■ Activities:
- 1) In the blog post on religion and environmentalism, what position does John Grim hold at Yale University?
- 2) Set down the part of the blog post on religion and environmentalism starting with "Thursday, August 20, 2009" and going on through "to attack religion.", word for word.

■ Text for analysis:
Thursday, August 20, 2009
So are the world's religious traditions — which define and shape the fundamental mythologies humans live by — a help or a hindrance in the fight to save the Earth? Two prominent scholars, who have studied the subject in depth, have different views. John Grim, co-coordinator of Yale University's Forum on Religion and Ecology, is optimistic. Bron Taylor, editor of the Encyclopedia of Religion and Nature and a professor of environmental studies at the University of Florida, is considerably less so.There are two major points I want to make out of this. In the first pace, you can be assured that a "movement" is becoming a religion when it decides to attack religion.
"Individuals who have been working with environmental issues for decades — both scientists and those working at it from a policy angle — are asking why we haven't seen a transformation in the larger populace," Grim said. "Although people identify themselves as environmentally concerned, this often doesn't show up (in changed behavior such as) reduced consumption or energy use. Some deeper motivation is needed to make the turn. Religions can play a role in terms of this transformation of consciousness."
“There is reason to believe that religion is a significant and negative variable contributing to the degradation of ecosystems globally," said Taylor. "I'm as yet unconvinced that these traditions can be changed enough, and rapidly enough, to ameliorate the current rapid decline in the genetic and species variety of the planet."
The underlying issue was probably best defined by poet and essayist Robert Bly, who has been writing about man's ravenous relationship with the environment for decades. "We're still living a mythology of abundance," he said in a recent interview. "Now it turns out we have found out the limits of the world's resources, so we need a different mythology — a mythology of preservation."
That will require the major faith traditions to shift their focus, at least in part, from the hereafter to the here-and-now. The notion that man is uniquely made in God's image and thus set apart from nature will have to be abandoned. For all its disputes with Darwinism, religion will have to evolve.
One tends to attack their competitors. So, either religion is less than religion, or these particular environmentalists are starting to think of themselves in religious terms. Now, in this case, it seems obvious, simply by the language they are using that it is the later. And what is truly dastardly is what a very low view they have of religion. It is a means to an end with no real value of its own.
Which brings me to the second point. Consider this phrase: "...a mythology of abundance...." It is not a mythology, it is a faith and it is not a faith in the things of this world, but a faith in things eternal. And the approach taken by this article sounds a deep warning for those that seek environmental action from religion motivation. Because of the philosophy sounded here strikes me a bit like a single man walking around trying to "witness" to prostitutes. It is ministry with a terrible and strong temptation attached.
There is little question I seek to be a good steward of the environment, it is how I make my living. But as Christians we need to find a very unique paradigm for how we go about it. The common understanding of environmental action is simply too deeply inculcated with this kind of quasi-religious, no hope sort of thought to every be adequate for a God-motivated approach to creation stewardship.
I'm not at all sure we have even figured out, or can for that matter, what is good and bad - At least on the large scale. (I think we can agree that litter is bad and putting poison into the water is too!) I think Christians needs to tread lightly and slowly here else we find ourselves in territory we never intended to tread.

■ Data extract:

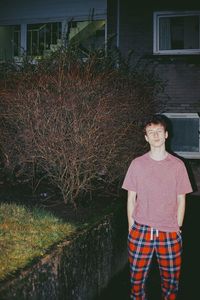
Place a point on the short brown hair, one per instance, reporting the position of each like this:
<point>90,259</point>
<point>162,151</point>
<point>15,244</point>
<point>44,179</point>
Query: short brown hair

■ Answer section:
- 1) He is co-coordinator of Yale University's Forum on Religion and Ecology.

- 2)
Thursday, August 20, 2009
So are the world's religious traditions — which define and shape the fundamental mythologies humans live by — a help or a hindrance in the fight to save the Earth? Two prominent scholars, who have studied the subject in depth, have different views. John Grim, co-coordinator of Yale University's Forum on Religion and Ecology, is optimistic. Bron Taylor, editor of the Encyclopedia of Religion and Nature and a professor of environmental studies at the University of Florida, is considerably less so.There are two major points I want to make out of this. In the first pace, you can be assured that a "movement" is becoming a religion when it decides to attack religion.